[Start THE INPUT]

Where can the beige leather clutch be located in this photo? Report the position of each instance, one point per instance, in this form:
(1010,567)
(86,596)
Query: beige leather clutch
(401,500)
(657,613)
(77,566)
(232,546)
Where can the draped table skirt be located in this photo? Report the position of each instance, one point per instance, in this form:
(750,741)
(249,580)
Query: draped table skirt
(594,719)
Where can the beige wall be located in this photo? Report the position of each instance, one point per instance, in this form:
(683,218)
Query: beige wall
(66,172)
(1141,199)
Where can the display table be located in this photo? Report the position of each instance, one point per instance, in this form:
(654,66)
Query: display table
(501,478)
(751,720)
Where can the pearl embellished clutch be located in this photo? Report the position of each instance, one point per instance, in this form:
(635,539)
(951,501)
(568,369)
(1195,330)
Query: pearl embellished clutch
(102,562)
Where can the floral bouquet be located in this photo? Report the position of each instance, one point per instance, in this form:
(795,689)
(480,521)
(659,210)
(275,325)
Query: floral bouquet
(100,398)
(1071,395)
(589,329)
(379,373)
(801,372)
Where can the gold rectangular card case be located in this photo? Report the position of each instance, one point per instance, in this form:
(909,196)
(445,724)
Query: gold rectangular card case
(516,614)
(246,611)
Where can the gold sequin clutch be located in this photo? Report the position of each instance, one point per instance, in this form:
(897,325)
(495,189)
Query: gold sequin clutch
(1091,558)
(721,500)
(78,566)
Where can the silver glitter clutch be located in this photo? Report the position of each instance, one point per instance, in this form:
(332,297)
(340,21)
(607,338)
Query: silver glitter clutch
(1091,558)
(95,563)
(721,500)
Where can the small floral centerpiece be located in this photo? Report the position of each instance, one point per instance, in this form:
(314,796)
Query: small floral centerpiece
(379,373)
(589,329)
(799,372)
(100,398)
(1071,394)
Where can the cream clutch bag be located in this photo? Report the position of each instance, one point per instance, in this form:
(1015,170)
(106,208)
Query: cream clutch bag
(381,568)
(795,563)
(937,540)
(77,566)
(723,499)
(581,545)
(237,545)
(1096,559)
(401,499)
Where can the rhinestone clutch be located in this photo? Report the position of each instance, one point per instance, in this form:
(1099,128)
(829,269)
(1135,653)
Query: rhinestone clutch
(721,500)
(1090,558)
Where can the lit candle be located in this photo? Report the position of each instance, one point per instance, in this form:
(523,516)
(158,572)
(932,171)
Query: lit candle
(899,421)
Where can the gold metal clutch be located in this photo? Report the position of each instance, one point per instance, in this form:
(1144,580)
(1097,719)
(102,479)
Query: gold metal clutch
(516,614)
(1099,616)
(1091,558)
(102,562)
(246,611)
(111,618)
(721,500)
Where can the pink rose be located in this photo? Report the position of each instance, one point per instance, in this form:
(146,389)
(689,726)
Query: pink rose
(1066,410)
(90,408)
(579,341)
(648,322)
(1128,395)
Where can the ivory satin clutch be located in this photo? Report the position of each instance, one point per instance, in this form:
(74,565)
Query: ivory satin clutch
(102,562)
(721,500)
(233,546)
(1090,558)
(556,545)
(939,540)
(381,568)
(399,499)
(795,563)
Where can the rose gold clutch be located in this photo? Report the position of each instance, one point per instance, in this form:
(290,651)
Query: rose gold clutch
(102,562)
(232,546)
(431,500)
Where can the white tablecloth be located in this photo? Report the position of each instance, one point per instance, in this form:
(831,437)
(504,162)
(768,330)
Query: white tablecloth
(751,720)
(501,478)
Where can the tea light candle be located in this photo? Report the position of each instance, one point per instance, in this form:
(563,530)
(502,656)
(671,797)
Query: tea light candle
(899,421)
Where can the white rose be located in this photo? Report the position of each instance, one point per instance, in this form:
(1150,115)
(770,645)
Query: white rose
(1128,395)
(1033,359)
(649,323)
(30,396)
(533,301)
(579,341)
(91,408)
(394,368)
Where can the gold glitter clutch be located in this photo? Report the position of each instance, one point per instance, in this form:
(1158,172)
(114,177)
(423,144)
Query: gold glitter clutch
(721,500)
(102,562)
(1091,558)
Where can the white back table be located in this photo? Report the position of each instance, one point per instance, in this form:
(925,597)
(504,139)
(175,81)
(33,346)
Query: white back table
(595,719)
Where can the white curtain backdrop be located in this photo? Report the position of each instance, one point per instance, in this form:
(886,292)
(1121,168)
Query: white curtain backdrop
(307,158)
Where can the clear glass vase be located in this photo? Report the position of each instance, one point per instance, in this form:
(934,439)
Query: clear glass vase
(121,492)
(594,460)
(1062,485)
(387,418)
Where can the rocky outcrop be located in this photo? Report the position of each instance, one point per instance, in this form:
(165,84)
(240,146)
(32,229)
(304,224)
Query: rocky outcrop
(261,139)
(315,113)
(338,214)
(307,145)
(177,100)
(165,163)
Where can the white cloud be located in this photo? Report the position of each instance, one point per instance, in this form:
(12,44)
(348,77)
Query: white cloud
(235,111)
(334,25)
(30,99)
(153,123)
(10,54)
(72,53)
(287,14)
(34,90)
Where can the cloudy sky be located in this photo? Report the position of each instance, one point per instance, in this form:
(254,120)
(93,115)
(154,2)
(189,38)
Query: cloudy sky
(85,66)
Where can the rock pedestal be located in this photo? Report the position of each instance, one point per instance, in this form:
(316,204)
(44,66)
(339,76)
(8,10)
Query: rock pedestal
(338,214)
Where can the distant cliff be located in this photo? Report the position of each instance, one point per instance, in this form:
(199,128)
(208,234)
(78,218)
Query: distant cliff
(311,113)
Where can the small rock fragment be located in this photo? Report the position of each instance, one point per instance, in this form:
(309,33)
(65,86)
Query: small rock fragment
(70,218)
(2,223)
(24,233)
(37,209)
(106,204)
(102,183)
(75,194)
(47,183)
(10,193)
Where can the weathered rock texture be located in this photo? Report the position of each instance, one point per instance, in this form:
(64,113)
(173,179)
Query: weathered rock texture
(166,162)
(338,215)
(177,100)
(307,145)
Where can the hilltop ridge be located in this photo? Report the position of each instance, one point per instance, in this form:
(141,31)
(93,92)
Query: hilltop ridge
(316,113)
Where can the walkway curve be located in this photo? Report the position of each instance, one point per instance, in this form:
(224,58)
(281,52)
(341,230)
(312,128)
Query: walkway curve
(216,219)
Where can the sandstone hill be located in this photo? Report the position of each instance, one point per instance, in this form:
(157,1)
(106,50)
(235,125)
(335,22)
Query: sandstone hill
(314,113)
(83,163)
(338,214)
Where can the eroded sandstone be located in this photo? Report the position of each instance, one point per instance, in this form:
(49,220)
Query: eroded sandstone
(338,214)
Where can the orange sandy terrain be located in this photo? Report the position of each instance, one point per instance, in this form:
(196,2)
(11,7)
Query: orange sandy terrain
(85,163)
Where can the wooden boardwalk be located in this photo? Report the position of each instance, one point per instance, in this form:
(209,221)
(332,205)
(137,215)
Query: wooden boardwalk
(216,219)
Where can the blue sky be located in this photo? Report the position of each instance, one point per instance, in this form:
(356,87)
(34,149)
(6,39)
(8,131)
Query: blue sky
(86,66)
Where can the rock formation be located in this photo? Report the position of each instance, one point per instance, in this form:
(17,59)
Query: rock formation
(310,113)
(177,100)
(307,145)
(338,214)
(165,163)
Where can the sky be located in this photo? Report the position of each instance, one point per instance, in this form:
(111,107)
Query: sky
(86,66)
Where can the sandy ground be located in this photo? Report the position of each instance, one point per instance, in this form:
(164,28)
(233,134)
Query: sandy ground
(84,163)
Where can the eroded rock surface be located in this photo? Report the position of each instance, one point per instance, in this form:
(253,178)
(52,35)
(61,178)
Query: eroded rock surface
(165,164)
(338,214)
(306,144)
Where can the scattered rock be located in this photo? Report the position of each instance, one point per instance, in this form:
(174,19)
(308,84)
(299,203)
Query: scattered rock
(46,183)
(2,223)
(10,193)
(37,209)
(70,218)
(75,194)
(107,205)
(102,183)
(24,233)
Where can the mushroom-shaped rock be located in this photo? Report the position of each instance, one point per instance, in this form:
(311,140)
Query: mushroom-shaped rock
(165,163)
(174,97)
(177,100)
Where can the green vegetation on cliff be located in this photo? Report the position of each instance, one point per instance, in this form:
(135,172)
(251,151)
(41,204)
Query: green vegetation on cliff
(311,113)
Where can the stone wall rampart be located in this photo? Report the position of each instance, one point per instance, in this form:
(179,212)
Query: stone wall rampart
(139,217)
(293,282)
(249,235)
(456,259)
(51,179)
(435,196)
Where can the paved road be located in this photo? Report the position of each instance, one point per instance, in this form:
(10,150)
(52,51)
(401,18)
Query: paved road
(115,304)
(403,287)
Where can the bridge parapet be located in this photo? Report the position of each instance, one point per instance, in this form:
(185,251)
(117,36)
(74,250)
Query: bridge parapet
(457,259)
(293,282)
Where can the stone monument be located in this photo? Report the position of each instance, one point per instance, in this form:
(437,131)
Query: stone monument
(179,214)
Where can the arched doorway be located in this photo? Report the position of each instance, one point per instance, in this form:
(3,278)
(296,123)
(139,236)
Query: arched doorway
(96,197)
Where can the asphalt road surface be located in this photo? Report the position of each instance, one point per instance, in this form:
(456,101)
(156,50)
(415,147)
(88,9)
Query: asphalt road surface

[End THE INPUT]

• _THE REQUEST_:
With both ends included, please retype exactly the lines from the line containing "Where can the paved" to the final line of the data.

• _EXERCISE SOLUTION_:
Where can the paved road be located in this photo? Report the position of each instance, one point per instance, in this form:
(10,150)
(52,51)
(401,18)
Query: paved road
(115,304)
(403,287)
Where can the bridge parapet be located in this photo? Report the position of each instance, one point per instance, in this form:
(185,251)
(117,36)
(74,250)
Query: bridge parapet
(457,259)
(293,282)
Where can the stone monument be located in this photo? Report the position of each instance, one point per instance, in this form:
(437,131)
Query: stone monument
(179,214)
Where can the arched doorway be located in this photo? Report the position of each instance, one point per instance, in this form:
(3,278)
(296,123)
(139,236)
Query: arched doorway
(96,197)
Where can the asphalt road surface be located in this photo? Report the position of each instance, one point per instance, in this form:
(456,101)
(156,50)
(415,147)
(88,9)
Query: asphalt road surface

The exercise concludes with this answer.